• TO-DO LIST:
- a) In the blog post about Japan certifying its restaurants abroad, list the foods the writer names as Japanese dishes that came from overseas.
- b) According to the post about Japan certifying its restaurants abroad, how many Paris restaurants did the secret inspectors visit during the trial run?
-- START OF SOURCE EXCERPT --
Hello Blog. Fascinating article (thanks Ryan) on how Japan is instituting “quality control” in Japanese restaurants abroad–by certifying them as “real” and “pure Japanese”. Sort of like the beauty contests in the Japanese community in Hawaii I read about a decade ago open only to people with “pure Japanese blood”…?
Anyway, I know Japan is a nation of foodies, but fighting against overseas restaurants tendency towards “fusion food”? Especially since, as the article notes, so much of Japanese food is from overseas, anyway? Tenpura, castella, fried chicken (“zangi” where I come from), even ramen! And what if J restaurants innovate, and want to offer something from another country on the menu (such a Chinese or a Vietnamese dish)? Will it have to be offered in J restaurants first in Japan before it can be offered in J restaurants overseas as “authentic Japanese cuisine”? Silly, silly, silly.
This culinary Balkanization seems to be yet another way to give some retired OBs some work after retirement–what better way than for them to take money from either the restaurants or the J taxpayer than by offering “certifications”? Anyway, enjoy the article. Food for thought. Debito
Putting the bite on fake sushi and other insults
Japan plans to scrutinize restaurant offerings abroad
By Anthony Faiola, Washington Post. Courtesy of MSNBC
Updated: 5:18 a.m. ET Nov. 24, 2006
TOKYO – On a recent business trip to Colorado, Japan’s agriculture minister popped into an inviting Japanese restaurant with a hankering for a taste of back home. What Toshikatsu Matsuoka found instead was something he considered a high culinary crime — sushi served on the same menu as Korean-style barbecued beef.
“Such a thing is unthinkable,” he said. “Call it what you will, but it is not a Japanese restaurant.”
A fast-growing list of gastronomic indignities — from sham sake in Paris to shoddy sashimi in Bangkok — has prompted Japanese authorities to launch a counterattack in defense of this nation’s celebrated food culture. With restaurants around the globe describing themselves as Japanese while actually serving food that is Asian fusion, or just plain bad, the government here announced a plan this month to offer official seals of approval to overseas eateries deemed to be “pure Japanese.”
Some observers here have suggested that the government’s new push for food purity overseas is yet another expression of resurgent Japanese nationalism. But the mentality in Japan also echoes a similar movement by several nations — including Italy and Thailand — now offering guidelines and reward programs to restaurants abroad to regain a measure of control over their increasingly internationalized cuisines.
So beware, America, home of the California roll. The Sushi Police are on their way.
A trial run of sorts was launched this summer in France, where secret inspectors selected by a panel of food specialists were dispatched to 80 restaurants in Paris that claimed to serve Japanese cuisine. Some establishments invited the scrutiny, while others were targeted with surprise checks. About one-third fell short of standards — making them ineligible to display an official seal emblazoned with cherry blossoms in their windows or to be listed on a government-sponsored Web site of Japanese restaurants in Paris.
-- END OF SOURCE EXCERPT --
-- START OF PROVIDED DATA --
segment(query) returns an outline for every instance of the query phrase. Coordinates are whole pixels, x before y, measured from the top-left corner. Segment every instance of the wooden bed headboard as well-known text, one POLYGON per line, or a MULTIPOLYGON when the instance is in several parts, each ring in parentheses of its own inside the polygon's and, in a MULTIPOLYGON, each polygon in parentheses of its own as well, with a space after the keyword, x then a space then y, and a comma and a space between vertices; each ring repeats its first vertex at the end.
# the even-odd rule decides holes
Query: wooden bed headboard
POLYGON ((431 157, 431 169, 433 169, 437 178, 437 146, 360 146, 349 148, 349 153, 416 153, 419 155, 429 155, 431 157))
-- END OF PROVIDED DATA --
• IN RESPONSE:
- a) Tenpura, castella, fried chicken, ramen

- b) 80 restaurants